▶ _ACTIVITY_
Please edit the review of BUSK from "Busk, Project Dance" up to and including "theatre work, BUSK.", and write that part out again with "choreographer" changed to "dance-maker".

▶ _SOURCE EXTRACT_
╔══
Busk, Project Dance Company, Yeovil and touring

 

DANCE is one of the oldest forms of story-telling, right back there with the ancient bards of legend – a simple but meaningful way to communicate feelings, tell tales and make connections. It is inherently musical, inviting us to share in the experience.

Yeovil-born James Bamford, the inspirational young choreographer and director who founded his company Project Dance when he was only 14 (he is a mere 21 now!), has drawn on our instinctive response to music and the urge to dance together, to create an exciting, sad, thoughtful, provocative, engaging and joyous dance theatre work, BUSK.

The new full-length piece, with an original score by Charles Harrison, another Somerset artist, had its premiere at the Crescent Theatre in Birmingham, and came to the Westlands entertainment centre in Yeovil for two nights, before continuing the tour to Sevenoaks in Kent and ending at the Northcott Theatre in Exeter.

The outlines of the story are simple – Hugo has a bar, Fox and The Fiddle, a fiddle he plays for dancing in the bar, a beloved daughter Isla, and an ex-wife Lauren, whom he still loves. Outside the bar, there is a busker, whose fiddle playing is so infectious and emotional that soon the whole bar is dancing to his Celtic-infused music.

Hugo, like a lot of people who work in bars, sometimes drinks too much and the alcohol exacerbates his fragile emotional state. He is both profoundly touched by the busker’s playing and drawn to his enigmatic presence. But he is also jealous and angry of the way the busker attracts people – including Lauren and Isla – and he smashes the busker’s fiddle.

Everyone is drawn into the story by the music. A pub singer (Frankie Griffin) provides a powerful commentary and gradually Lauren comes back to Hugo. The work ends with a wild and joyful dance involving the full 40-plus cast whirling and stomping.

The central characters are played by four brilliant young performers – Ricardo Ludgero Souza as the busker, Eddie Zickerman as Hugo, Alice Hatfield as Lauren and Poppy Potter as Isla. Musical theatre students Eddie and Poppy have both appeared with Project Dance in several previous summer shows; Alice is currently studying at London Studio Centre; Ludgero has professional experience including playing a Munchkin in Wicked 1 and 2.

The word charisma is too often bandied about, applied to anyone who has an appealing personality or colourful appearance – but in his young male leads, James Bamford has fpund two exciting, powerful, athletic and charismatic dancers, both able to communicate deep emotion without ever tipping over into caricature.

The female leads are similarly impressive – Poppy Potter’s Isla is a free young spirit, with feather-light movement; Alice Martin shows real empathy and maturity in her subtle portrait of a woman battling the complicated feelings of a mother and an ex-wife who still loves the man she left.

One of the most compelling things about BUSK is how damn good the story-telling is – James Bamford says in his writer’s note in the programme that “BUSK truly felt like a story that already existed” – it was his job to translate it into movement. And he has done that, powerfully.

It inevitably makes you think of Matthew Bourne, today’s greatest storyteller in dance, who says it his job to tell the audience a story that they can follow. He told a Guardian interviewer a few years: “You need to have a passion to tell that particular story.”

It is no idle compliment to link the names of Bamford and Bourne – and as a side-step, it is no great stretch to picture Bamford’s Hugo and Busker in Bourne’s famous Swan Lake.
╚══
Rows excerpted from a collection
╔══
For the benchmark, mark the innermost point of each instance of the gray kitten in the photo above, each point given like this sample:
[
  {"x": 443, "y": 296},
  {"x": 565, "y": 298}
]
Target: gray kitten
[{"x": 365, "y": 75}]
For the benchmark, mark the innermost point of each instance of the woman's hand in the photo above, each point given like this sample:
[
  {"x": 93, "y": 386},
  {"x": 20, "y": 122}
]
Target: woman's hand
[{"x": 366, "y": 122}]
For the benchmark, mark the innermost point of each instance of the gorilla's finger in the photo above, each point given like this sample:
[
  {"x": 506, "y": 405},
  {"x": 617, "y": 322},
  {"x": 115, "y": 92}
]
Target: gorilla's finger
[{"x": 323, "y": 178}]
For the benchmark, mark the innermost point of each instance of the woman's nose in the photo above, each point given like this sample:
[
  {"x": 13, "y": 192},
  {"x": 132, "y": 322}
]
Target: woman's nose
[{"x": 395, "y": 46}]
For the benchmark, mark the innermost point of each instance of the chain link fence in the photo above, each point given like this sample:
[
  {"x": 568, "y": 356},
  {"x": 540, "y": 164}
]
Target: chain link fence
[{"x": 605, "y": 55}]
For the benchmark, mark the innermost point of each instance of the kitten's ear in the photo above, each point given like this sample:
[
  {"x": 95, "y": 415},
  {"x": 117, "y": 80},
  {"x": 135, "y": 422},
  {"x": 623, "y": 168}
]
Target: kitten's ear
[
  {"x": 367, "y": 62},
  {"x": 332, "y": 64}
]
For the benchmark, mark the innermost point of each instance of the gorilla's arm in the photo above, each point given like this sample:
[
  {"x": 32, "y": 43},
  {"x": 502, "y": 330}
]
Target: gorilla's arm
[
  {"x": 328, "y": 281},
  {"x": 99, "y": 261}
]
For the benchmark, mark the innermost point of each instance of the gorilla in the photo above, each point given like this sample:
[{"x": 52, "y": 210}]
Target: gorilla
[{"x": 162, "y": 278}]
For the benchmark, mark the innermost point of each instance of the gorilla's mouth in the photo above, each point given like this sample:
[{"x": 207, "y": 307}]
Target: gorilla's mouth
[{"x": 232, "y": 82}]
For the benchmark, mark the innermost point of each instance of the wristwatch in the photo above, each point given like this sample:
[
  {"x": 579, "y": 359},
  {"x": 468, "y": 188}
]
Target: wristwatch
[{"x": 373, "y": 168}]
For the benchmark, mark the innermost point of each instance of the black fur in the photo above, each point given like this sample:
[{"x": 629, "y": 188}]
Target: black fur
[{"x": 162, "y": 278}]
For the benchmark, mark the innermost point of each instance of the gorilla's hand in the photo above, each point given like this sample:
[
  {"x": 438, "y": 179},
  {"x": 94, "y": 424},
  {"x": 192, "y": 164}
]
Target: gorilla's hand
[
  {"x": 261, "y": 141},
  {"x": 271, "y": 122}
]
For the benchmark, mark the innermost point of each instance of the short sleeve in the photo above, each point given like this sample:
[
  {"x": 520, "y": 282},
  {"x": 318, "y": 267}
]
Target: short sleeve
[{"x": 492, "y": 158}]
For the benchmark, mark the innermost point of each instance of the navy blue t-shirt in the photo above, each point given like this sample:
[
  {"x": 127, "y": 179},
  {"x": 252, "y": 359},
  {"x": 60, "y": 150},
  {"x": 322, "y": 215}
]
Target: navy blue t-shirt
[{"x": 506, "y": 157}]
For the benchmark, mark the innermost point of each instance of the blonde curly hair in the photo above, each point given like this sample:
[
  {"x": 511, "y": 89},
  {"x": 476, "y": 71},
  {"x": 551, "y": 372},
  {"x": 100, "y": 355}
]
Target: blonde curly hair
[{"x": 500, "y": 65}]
╚══
▶ _RESULT FOR THIS EXERCISE_
Busk, Project Dance Company, Yeovil and touring

 

DANCE is one of the oldest forms of story-telling, right back there with the ancient bards of legend – a simple but meaningful way to communicate feelings, tell tales and make connections. It is inherently musical, inviting us to share in the experience.

Yeovil-born James Bamford, the inspirational young dance-maker and director who founded his company Project Dance when he was only 14 (he is a mere 21 now!), has drawn on our instinctive response to music and the urge to dance together, to create an exciting, sad, thoughtful, provocative, engaging and joyous dance theatre work, BUSK.